DATA SECTION:
******

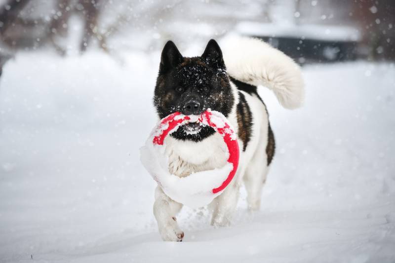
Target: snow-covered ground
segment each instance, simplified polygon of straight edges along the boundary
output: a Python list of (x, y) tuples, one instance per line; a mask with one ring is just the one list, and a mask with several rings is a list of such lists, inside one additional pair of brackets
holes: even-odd
[(184, 242), (171, 243), (139, 158), (159, 53), (123, 56), (22, 53), (5, 65), (0, 262), (395, 261), (395, 65), (306, 67), (294, 111), (262, 88), (277, 150), (261, 211), (243, 192), (233, 225), (216, 229), (185, 208)]

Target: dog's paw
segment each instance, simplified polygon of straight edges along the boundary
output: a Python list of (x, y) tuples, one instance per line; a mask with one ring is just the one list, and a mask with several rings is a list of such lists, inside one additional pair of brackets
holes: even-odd
[(175, 221), (159, 227), (162, 239), (165, 241), (181, 242), (184, 238), (184, 232), (179, 227)]

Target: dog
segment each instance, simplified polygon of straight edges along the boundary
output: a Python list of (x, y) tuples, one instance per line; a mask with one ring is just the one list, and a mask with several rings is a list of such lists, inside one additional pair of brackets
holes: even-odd
[[(221, 113), (231, 123), (240, 148), (239, 165), (233, 181), (209, 206), (211, 224), (226, 226), (236, 209), (243, 182), (251, 210), (259, 209), (262, 188), (276, 148), (266, 105), (258, 93), (265, 86), (284, 107), (301, 106), (304, 83), (299, 67), (279, 50), (258, 39), (238, 38), (223, 50), (210, 40), (203, 54), (183, 57), (168, 41), (163, 47), (154, 96), (161, 119), (175, 112), (198, 115), (207, 109)], [(223, 166), (227, 156), (221, 136), (208, 126), (189, 123), (165, 140), (169, 170), (183, 177)], [(154, 214), (164, 241), (181, 241), (184, 232), (176, 216), (182, 204), (155, 190)]]

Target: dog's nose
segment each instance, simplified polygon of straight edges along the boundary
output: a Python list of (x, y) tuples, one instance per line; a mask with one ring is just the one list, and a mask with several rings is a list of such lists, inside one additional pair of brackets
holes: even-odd
[(201, 113), (200, 104), (196, 100), (191, 100), (184, 105), (182, 112), (185, 115), (198, 115)]

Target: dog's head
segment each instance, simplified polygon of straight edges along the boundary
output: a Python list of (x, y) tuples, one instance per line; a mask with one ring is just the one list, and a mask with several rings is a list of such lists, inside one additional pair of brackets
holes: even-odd
[[(201, 56), (184, 57), (171, 41), (164, 46), (157, 80), (154, 105), (160, 118), (175, 112), (198, 115), (207, 109), (226, 117), (234, 97), (226, 73), (222, 52), (210, 40)], [(197, 123), (184, 125), (171, 136), (181, 140), (200, 141), (214, 133)]]

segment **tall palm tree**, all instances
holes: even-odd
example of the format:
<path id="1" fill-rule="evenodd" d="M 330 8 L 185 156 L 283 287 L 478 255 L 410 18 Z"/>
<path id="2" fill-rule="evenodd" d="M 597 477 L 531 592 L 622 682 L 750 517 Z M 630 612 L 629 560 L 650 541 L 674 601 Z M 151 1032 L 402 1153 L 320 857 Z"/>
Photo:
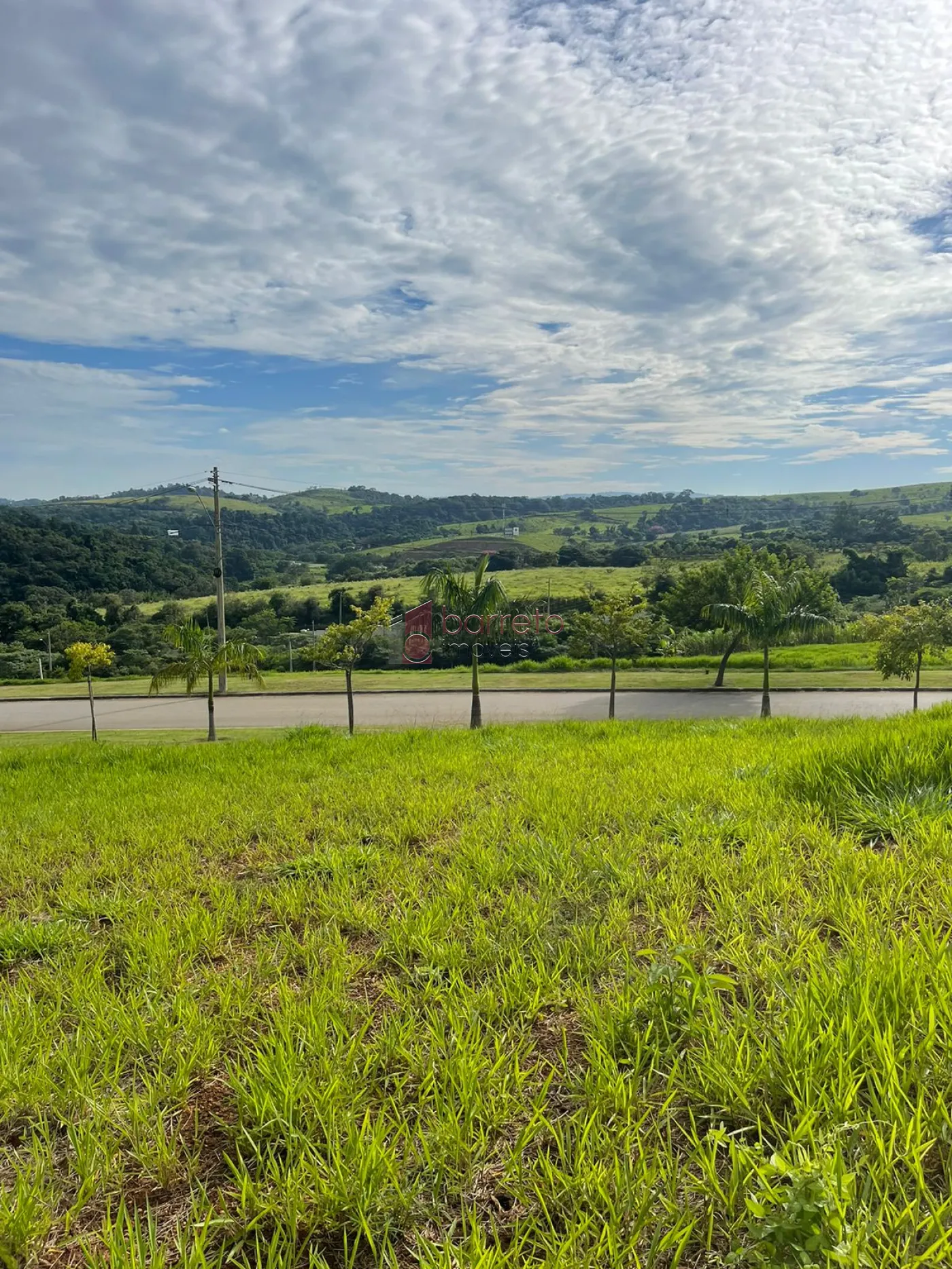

******

WHAT IS NEEDED:
Could you print all of the data above line for line, without any changes, and leave out the pictures?

EXERCISE OUTPUT:
Target: snow-covered ground
segment each instance, simplified polygon of straight edges along the boundary
output: a Python list of (x, y) tuples, one instance per line; a mask with one ring is just the one list, and a mask with several rings is a list of such lists, inside one additional pair of brackets
holes: even-odd
[(184, 242), (171, 243), (139, 158), (159, 53), (123, 56), (22, 53), (5, 65), (0, 262), (395, 261), (395, 65), (306, 67), (294, 111), (262, 88), (277, 150), (261, 211), (243, 192), (233, 225), (216, 229), (185, 208)]

Target: dog's paw
segment each instance, simplified polygon of straight edges along the boundary
output: a Python list of (x, y) tuples, one instance per line; a mask with one ring is just the one list, and a mask with several rings is a list of such lists, inside one additional pair of brackets
holes: even-odd
[(175, 221), (159, 227), (162, 239), (165, 241), (181, 242), (184, 238), (184, 232), (179, 227)]

Target: dog
segment each instance, simplified polygon of straight edges along the boundary
output: a Python list of (x, y) tuples, one instance per line; a mask with one ring is just the one list, and a mask with several rings is a list of such lists, inside one additional pair of brackets
holes: even-odd
[[(221, 113), (231, 123), (240, 148), (239, 165), (233, 181), (209, 206), (211, 224), (226, 226), (236, 209), (243, 182), (251, 210), (259, 209), (262, 188), (276, 148), (266, 105), (258, 93), (265, 86), (284, 107), (301, 106), (304, 83), (299, 67), (279, 50), (258, 39), (238, 38), (223, 50), (210, 40), (203, 54), (183, 57), (168, 41), (163, 47), (154, 96), (161, 119), (175, 112), (198, 115), (207, 109)], [(223, 166), (227, 156), (221, 136), (208, 126), (189, 123), (165, 140), (169, 170), (183, 177)], [(154, 214), (164, 241), (181, 241), (184, 232), (176, 216), (182, 204), (155, 190)]]

Target: dog's nose
segment each instance, simplified polygon of straight edges along the boundary
output: a Python list of (x, y) tuples, one instance per line; a mask with one ring is just the one list, and a mask with several rings is a list of such lists, inside one additional pair of brackets
holes: even-odd
[(201, 113), (200, 104), (196, 100), (191, 100), (184, 105), (182, 112), (185, 115), (198, 115)]

Target: dog's head
segment each instance, simplified polygon of straight edges along the boundary
output: a Python list of (x, y) tuples, one instance per line; a mask with one ring is just the one list, and a mask with several rings is a list of such lists, inside one additional pair of brackets
holes: even-odd
[[(201, 56), (184, 57), (171, 41), (164, 46), (157, 80), (154, 105), (160, 118), (175, 112), (198, 115), (207, 109), (226, 117), (234, 97), (226, 73), (222, 52), (210, 40)], [(197, 123), (184, 125), (171, 136), (181, 140), (200, 141), (214, 133)]]

segment **tall palm tree**, all instances
holes: even-odd
example of the format:
<path id="1" fill-rule="evenodd" d="M 330 8 L 185 156 L 283 287 L 478 255 L 410 18 Z"/>
<path id="2" fill-rule="evenodd" d="M 597 477 L 531 592 L 622 682 L 750 517 Z M 630 612 L 629 560 L 650 541 L 674 601 Z M 151 1032 L 402 1153 L 320 857 Z"/>
Photo:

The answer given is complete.